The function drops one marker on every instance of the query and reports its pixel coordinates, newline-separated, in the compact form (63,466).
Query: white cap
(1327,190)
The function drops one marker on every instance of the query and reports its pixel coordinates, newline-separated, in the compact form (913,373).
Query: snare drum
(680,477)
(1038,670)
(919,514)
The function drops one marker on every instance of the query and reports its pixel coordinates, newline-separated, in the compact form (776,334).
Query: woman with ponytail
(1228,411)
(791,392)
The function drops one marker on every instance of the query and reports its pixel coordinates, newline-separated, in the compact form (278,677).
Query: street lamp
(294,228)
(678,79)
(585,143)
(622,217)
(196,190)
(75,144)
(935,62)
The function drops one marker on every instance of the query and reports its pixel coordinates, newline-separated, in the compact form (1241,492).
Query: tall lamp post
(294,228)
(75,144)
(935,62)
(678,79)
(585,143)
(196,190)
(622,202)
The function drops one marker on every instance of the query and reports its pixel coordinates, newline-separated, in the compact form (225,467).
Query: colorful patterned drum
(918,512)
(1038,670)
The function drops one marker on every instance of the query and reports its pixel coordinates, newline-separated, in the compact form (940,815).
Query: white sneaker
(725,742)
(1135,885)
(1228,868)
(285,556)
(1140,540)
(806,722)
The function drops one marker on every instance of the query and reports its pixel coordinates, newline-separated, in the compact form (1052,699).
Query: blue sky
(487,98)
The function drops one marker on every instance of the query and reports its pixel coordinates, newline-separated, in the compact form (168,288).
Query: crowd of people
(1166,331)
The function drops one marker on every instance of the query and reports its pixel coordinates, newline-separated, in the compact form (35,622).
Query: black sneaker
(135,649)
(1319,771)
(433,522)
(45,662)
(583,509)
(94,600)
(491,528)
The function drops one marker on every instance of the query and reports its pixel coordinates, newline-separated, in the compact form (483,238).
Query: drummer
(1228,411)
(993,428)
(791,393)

+++

Given exercise >> Rewrite the lines as a numbered list without any blank lines, starting at the line that contains "compact form (940,815)." and ending with the last line of the items above.

Written answer >>
1. The function drops one marker on every instance of the query and reports its pixel coordinates, newline-separated, in the compact form (940,815).
2. Query: white sneaker
3. (725,742)
4. (1135,885)
5. (1228,868)
6. (285,556)
7. (1140,540)
8. (806,722)
9. The function drops one marker on every instance of the query and reports its pixel coordinates, newline-separated, in the compact form (1052,699).
10. Query: blue sky
11. (487,98)
12. The function drops one marker on every instance of the query and reports its pixel coordinates, newline-separated, in the compact form (168,288).
13. Query: crowd of people
14. (1166,331)
15. The function drops one marker on every instance of the query and reports its pixel coordinates, newline-separated, in the compact form (35,622).
16. Query: black sneaker
17. (135,649)
18. (1319,771)
19. (433,522)
20. (45,662)
21. (583,509)
22. (94,600)
23. (491,528)
24. The function drops one marker on every instance of the query and reports its pixel coordinates, newline-separated, in the compact form (483,238).
25. Query: drummer
26. (1228,411)
27. (993,428)
28. (791,393)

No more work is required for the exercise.